[What the exercise asks] Reproduce the listing below verbatim, leaving out the pictures.

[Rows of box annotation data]
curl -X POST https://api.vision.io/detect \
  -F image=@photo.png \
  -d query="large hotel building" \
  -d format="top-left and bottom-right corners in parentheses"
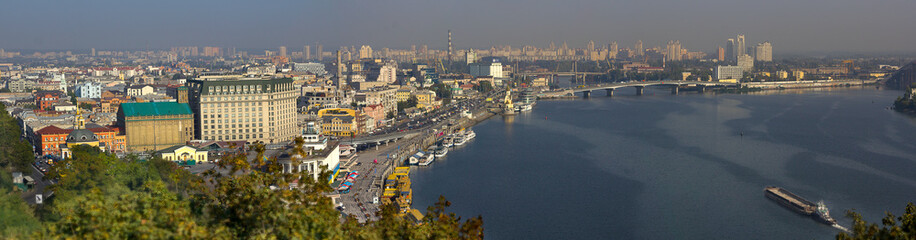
top-left (187, 78), bottom-right (299, 143)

[Task response]
curl -X POST https://api.vision.io/detect \
  -F image=@photo.png \
  -d query="large hotel building" \
  -d format="top-left and bottom-right corners in parentheses"
top-left (187, 78), bottom-right (299, 143)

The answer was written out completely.